[start of TEXT PROVIDED]

1. AUDIT COMMITTEE
Composition of Audit Committee
The Company has duly constituted Audit Committee, with the powers and roles in accordance with the prevailing regulatory requirements. The Committee acts as a link amongst the Management, Auditors and the Board of Directors. The members of the Audit Committee are:
| Sr. No. |
Name of Director(s) |
Acting in the Committee as |
Category |
| 1. |
Mrs. Hutokshi Wadia |
Chairperson |
Non-Executive & Independent Director |
| 2. |
Dr. Satish Ugrankar |
Member |
Non-Executive & Independent Director |
| 3. |
Dr. Bharat Kumar Singh |
Member |
Non-Executive & Independent Director |
| 4. |
Mr. A. Dhananjaya |
Member |
Non-Executive & Independent Director |
| 5. |
Mr. Prakash Kacholia |
Member |
Executive Director |
Terms of Reference
The role and terms of reference of the Audit Committee are set out in Regulation 18(3) read with Part C of Schedule II of the SEBI (LODR) Regulations, 2015 and Section 177 of the Companies Act, 2013, besides other terms as may be referred to by the Board of Directors of the Company. The terms of reference of the Audit Committee broadly are:
- Approval of annual internal audit plan;
- Review and approval of related party transactions;
- Review of financial reporting systems;
- Ensuring compliance with regulatory guidelines;
- Reviewing the quarterly, half yearly and annual financial results;
- Discussing the annual financial statements and auditors report before submission to the Board with particular reference to the
- Director’s Responsibility Statement;
- major accounting entries;
- significant adjustments in financial statements arising out of audit findings;
- compliance with SEBI (LODR) Regulations, 2015 etc.;
- Interaction with statutory, internal and cost auditors;
- Recommendation for appointment and remuneration of auditors; and
- Reviewing and monitoring the auditor’s independence and performance etc.
- Reviewing the functioning of the whistle blower mechanism/ vigil Mechanism;
- Evaluation of internal financial controls and risk management systems.

[end of TEXT PROVIDED]

(THE TASKS):
[1] According to the audit committee section, which member of the Audit Committee is an Executive Director?
[2] Write the next part of the audit committee section, picking up after its final line.

[start of STORED ROWS]

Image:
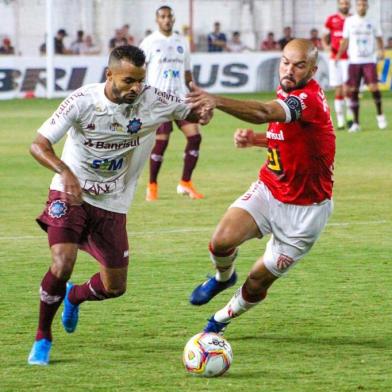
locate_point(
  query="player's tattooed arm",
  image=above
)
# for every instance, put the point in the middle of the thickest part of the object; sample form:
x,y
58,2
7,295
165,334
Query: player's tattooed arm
x,y
255,112
42,150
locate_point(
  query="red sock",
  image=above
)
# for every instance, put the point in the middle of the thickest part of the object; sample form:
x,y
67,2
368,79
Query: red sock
x,y
52,292
191,155
92,290
156,158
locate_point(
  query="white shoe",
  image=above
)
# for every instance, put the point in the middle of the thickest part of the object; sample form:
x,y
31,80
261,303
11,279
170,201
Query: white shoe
x,y
381,122
354,128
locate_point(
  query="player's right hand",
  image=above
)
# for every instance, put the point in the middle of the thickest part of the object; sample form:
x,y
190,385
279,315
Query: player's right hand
x,y
72,188
244,138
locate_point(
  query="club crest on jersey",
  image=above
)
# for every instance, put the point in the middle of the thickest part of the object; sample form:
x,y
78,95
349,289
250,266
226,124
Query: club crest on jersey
x,y
57,209
134,126
116,127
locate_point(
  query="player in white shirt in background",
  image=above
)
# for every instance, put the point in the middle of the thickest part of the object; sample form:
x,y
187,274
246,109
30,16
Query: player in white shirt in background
x,y
110,131
363,39
169,69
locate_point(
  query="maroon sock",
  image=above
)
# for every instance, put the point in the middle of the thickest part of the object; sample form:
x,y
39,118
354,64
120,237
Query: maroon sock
x,y
377,101
52,292
191,155
156,158
92,290
355,106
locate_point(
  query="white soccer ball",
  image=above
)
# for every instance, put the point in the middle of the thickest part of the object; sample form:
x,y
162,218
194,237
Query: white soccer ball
x,y
207,354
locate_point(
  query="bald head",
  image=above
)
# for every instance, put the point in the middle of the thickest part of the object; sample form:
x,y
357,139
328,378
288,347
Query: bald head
x,y
303,47
298,64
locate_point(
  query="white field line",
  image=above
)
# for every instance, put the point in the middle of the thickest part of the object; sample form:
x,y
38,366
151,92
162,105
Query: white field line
x,y
179,230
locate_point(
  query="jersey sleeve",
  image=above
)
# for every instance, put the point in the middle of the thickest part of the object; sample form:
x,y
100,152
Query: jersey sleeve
x,y
66,115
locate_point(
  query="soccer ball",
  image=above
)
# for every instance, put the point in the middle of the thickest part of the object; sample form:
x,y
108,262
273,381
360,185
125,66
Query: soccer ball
x,y
207,354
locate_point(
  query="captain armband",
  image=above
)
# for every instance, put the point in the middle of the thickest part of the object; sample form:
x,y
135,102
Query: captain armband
x,y
292,107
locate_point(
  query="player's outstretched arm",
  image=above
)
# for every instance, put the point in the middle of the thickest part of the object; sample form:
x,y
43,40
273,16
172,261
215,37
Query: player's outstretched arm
x,y
255,112
41,149
248,138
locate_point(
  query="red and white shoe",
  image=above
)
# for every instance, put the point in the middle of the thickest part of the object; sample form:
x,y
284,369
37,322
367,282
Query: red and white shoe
x,y
187,188
152,191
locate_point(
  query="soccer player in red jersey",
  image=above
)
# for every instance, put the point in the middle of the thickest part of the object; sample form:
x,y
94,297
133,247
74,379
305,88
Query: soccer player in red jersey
x,y
292,198
338,71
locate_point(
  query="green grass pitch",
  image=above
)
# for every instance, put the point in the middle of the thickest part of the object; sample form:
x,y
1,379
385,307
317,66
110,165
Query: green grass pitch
x,y
325,327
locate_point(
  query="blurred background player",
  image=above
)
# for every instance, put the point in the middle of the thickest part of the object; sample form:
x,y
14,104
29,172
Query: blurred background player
x,y
169,69
363,38
301,144
338,71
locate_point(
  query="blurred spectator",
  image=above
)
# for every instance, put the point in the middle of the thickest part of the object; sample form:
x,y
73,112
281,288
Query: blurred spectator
x,y
89,48
77,45
287,37
117,40
59,47
127,35
316,39
216,40
389,43
235,44
270,43
7,48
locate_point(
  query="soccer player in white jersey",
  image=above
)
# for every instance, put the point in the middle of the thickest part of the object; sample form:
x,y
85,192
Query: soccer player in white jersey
x,y
363,39
110,131
169,69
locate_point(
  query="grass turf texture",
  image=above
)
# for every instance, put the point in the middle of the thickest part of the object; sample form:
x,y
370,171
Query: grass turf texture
x,y
325,327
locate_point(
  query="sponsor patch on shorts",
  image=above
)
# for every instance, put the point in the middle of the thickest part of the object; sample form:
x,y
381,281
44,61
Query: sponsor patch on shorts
x,y
57,209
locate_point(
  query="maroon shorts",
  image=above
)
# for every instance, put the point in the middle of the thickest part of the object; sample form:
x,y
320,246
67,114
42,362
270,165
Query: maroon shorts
x,y
358,71
167,128
101,233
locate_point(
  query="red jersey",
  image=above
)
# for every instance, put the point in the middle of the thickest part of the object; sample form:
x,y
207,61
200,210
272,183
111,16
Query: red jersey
x,y
334,24
301,152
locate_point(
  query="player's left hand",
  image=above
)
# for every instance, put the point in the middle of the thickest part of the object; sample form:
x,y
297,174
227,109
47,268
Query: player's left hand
x,y
198,98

[end of STORED ROWS]

(OUTPUTS FOR THE TASKS):
[1] Mr. Prakash Kacholia

[2]
- Reviewing the utilization of loans and/ or advances from/ investment by the holding company in the subsidiary exceeding rupees 100 crore or 10% of the asset size of the subsidiary, whichever is lower including existing loans / advances / investments existing.
Further the Audit Committee also mandatorily reviews the following information:
- Management Discussion and Analysis of financial condition and results of operations;
- Management letters / letters of internal control weaknesses issued by the statutory auditors;
- Internal audit reports relating to internal control weaknesses;
- The appointment, removal and terms of remuneration ofvthe internal auditor shall be subject to review by the Audit Committee; and
- Statement of deviations:
- Quarterly statement of deviation(s) including report of monitoring agency, if applicable, submitted to stock exchange(s) in terms of Regulation 32(1) of SEBI (LODR) Regulations, 2015;
- Annual statement of funds utilized for purposes other than those stated in the offer document/ prospectus/notice in terms of Regulation 32(7) of SEBI (LODR) Regulations, 2015.
In addition to the above, the Audit Committee also reviews the financial statements and details of investments made by the Subsidiary Companies.
2. NOMINATION AND REMUNERATION COMMITTEE(NRC)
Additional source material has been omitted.